* _Texto apresentado_
━━━
Frei Betto
(...) Na
apertada balsa que pretende conduzir a nação a um futuro melhor, atirem-se ao
mar os sem mandato, os sem toga e os sem farda. Alguém deve pagar a conta. E
ela sobra, invariavelmente, para os mais pobres.
Cadê o novo?
Cadê a moralidade? Dá vontade de fazer eco a Stanislaw Ponte Preta:
“Restaure-se a moralidade ou locupletemo-nos todos!”
De nada adianta
o desalento diante das maracutaias do Ministério da Saúde, das propinas na
compra de vacinas que salvam vidas, das rachadinhas familiares. Desopilar o
fígado nas redes digitais é acender fósforo para conferir se há gasolina no
tanque.
A questão é
mais profunda: não conseguimos criar no Brasil uma cultura política. A tradição
patrimonialista, o mandonismo, o nepotismo, tudo isso esgarça o tecido de
nossas instituições democráticas. A maioria se elege ou ocupa cargos públicos
de olho nos proveitos pessoais e corporativos. Poucos têm princípios éticos e
objetivos claros de serviço ao bem comum. Basta aparecer a primeira boquinha de
uma viagem ao exterior e lá se vai, alvoroçado, um bando de deputados e juízes
felizes com a mordomia.
━━━
* _Informações extraídas_

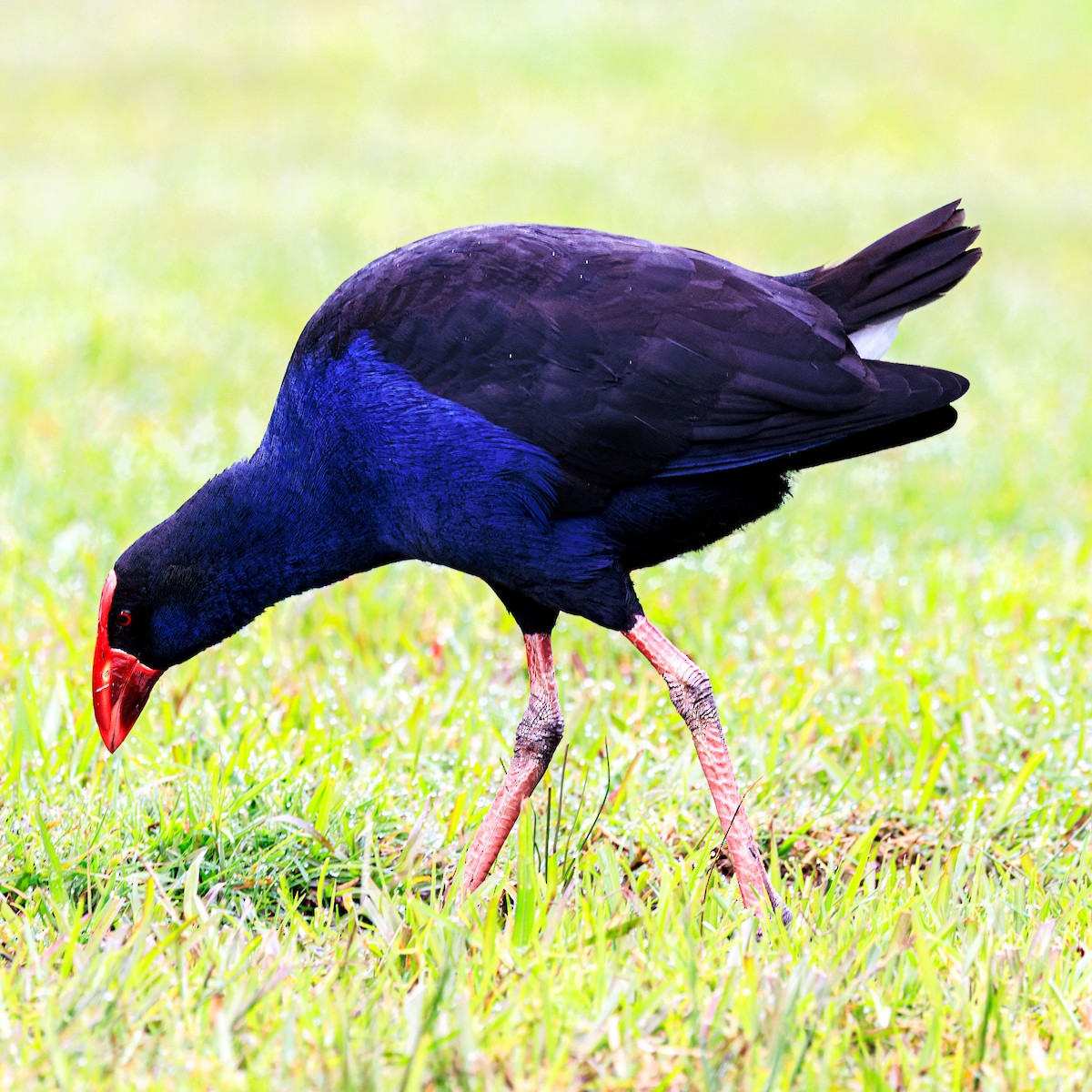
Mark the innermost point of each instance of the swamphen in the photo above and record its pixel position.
(547, 409)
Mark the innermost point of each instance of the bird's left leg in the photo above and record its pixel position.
(693, 696)
(536, 738)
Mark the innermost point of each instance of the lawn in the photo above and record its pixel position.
(246, 895)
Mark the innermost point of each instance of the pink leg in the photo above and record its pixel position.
(693, 696)
(536, 738)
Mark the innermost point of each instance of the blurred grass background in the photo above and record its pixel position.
(901, 652)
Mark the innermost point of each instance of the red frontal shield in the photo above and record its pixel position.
(120, 682)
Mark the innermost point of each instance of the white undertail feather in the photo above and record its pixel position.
(873, 342)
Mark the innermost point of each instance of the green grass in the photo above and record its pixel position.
(244, 896)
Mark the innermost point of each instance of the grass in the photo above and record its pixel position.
(245, 895)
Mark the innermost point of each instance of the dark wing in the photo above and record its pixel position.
(622, 359)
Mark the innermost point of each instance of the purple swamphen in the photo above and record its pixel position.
(547, 409)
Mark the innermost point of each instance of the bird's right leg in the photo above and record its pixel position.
(536, 738)
(693, 696)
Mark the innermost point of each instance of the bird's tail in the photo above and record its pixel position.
(910, 268)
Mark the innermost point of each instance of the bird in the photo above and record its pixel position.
(550, 410)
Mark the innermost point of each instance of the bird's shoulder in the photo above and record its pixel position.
(607, 352)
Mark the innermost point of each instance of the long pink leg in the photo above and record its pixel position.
(693, 696)
(536, 738)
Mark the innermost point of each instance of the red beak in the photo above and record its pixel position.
(120, 682)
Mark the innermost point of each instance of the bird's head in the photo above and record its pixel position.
(150, 618)
(179, 589)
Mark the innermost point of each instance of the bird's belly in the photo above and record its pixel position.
(661, 519)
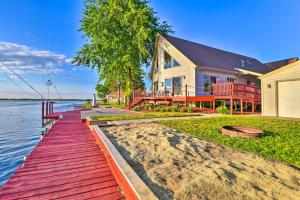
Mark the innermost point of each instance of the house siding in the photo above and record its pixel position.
(221, 78)
(186, 70)
(270, 87)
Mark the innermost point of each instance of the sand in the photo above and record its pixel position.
(178, 166)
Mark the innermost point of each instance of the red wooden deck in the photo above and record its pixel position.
(66, 164)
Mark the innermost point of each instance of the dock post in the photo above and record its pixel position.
(43, 109)
(47, 108)
(242, 106)
(231, 105)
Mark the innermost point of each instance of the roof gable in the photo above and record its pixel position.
(280, 63)
(205, 56)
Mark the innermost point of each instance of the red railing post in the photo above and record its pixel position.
(173, 90)
(185, 96)
(43, 114)
(47, 107)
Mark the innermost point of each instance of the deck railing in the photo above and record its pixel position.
(237, 90)
(218, 89)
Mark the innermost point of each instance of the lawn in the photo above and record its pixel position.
(146, 115)
(281, 139)
(122, 106)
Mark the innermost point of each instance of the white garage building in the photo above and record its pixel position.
(281, 91)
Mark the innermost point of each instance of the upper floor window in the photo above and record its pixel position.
(169, 62)
(229, 79)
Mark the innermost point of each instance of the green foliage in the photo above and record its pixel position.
(167, 109)
(190, 109)
(86, 105)
(102, 90)
(158, 108)
(222, 110)
(148, 106)
(136, 108)
(174, 108)
(122, 106)
(182, 109)
(146, 115)
(280, 140)
(120, 40)
(104, 100)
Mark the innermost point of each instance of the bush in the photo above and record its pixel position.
(167, 109)
(174, 108)
(182, 109)
(148, 106)
(222, 110)
(136, 108)
(159, 108)
(86, 105)
(190, 109)
(104, 100)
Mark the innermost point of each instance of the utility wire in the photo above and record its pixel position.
(23, 80)
(53, 84)
(16, 84)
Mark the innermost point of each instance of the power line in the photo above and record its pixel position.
(23, 80)
(16, 84)
(52, 82)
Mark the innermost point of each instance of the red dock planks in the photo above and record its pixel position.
(66, 164)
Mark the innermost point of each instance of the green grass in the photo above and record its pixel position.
(146, 115)
(86, 105)
(122, 106)
(281, 139)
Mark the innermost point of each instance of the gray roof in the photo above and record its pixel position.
(206, 56)
(280, 63)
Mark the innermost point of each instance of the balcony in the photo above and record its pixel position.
(236, 90)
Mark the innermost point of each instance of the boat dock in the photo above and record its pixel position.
(66, 164)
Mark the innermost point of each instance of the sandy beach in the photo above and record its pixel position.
(178, 166)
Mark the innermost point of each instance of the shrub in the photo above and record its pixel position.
(86, 105)
(182, 109)
(190, 109)
(104, 100)
(148, 106)
(223, 110)
(159, 108)
(136, 108)
(174, 108)
(166, 109)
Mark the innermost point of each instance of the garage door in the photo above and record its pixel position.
(289, 99)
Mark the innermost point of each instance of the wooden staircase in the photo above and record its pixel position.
(135, 102)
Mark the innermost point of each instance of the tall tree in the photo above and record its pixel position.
(120, 39)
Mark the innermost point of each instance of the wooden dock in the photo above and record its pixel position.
(66, 164)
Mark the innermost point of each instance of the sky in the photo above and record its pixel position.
(40, 37)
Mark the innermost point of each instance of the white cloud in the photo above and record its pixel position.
(24, 59)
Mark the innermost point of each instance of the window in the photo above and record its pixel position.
(207, 82)
(169, 61)
(229, 79)
(156, 69)
(173, 85)
(177, 85)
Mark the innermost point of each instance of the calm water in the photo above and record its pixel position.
(20, 131)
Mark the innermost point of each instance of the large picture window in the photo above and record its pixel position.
(207, 83)
(175, 82)
(169, 62)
━━━
* _Tarefa A_
Traduza para o inglês a seguinte frase do texto sobre a cultura política brasileira: "Poucos têm princípios éticos e objetivos claros de serviço ao bem comum."
* _Tarefa B_
Dê a continuação do texto sobre a cultura política brasileira, começando logo após a frase que o encerra.

* _Resposta do exercício A_
Few have ethical principles and clear goals of service to the common good.

* _Resposta do exercício B_
A estrutura do
Estado é vista como uma grande vaca, na qual cada um busca a teta mais farta
para a sua boca. O discurso da urgente contenção de gastos é como o sermão do
padre que, ao celebrar missa para os alcoólicos anônimos, enchia seu cálice de
vinho.
“Façam o que
digo e não o que faço”. São sempre os outros que devem apertar o cinto em nome
da salvação nacional. Nunca os políticos, os magistrados e os militares. “Nada
é o bastante para quem considera pouco o suficiente”, já alertava Epicuro, no
século IV a.C. Na apertada balsa que pretende conduzir a nação a um futuro
melhor, atirem-se ao mar os sem mandato, os sem toga e os sem farda. Alguém
deve pagar a conta. E ela sobra, invariavelmente, para os mais pobres.
Vide os projetos de reforma tributária. Mantêm intocáveis a acumulação de
grandes fortunas, o repasse de heranças, a importação de artigos de luxo.
Por que, no
Brasil, soa como ofensa falar em imposto progressivo? Nessa descultura da boca
pra fora, sobejam elogios à Noruega, Dinamarca e Suécia, onde vigora uma
cultura política de fortes raízes. Mas aqui ninguém está disposto a ceder um
grão de mordomia. O trio (mandato, toga e farda) do privilégio (termo que
deriva de ‘lei privada’, que vale para uns e não para todos) não abre mão do
auxílio-moradia, de penduricalhos adicionais aos salários, do plano de saúde
especial, de carros e viagens aéreas pagas pelo contribuinte, férias prolongadas,
seguranças etc.
Essa gente
nunca leu (ou não entendeu) Platão e Aristóteles, Montesquieu e Rousseau,
Habermas e Bobbio, e aprecia Gandhi e Mandela apenas como retratos na parede.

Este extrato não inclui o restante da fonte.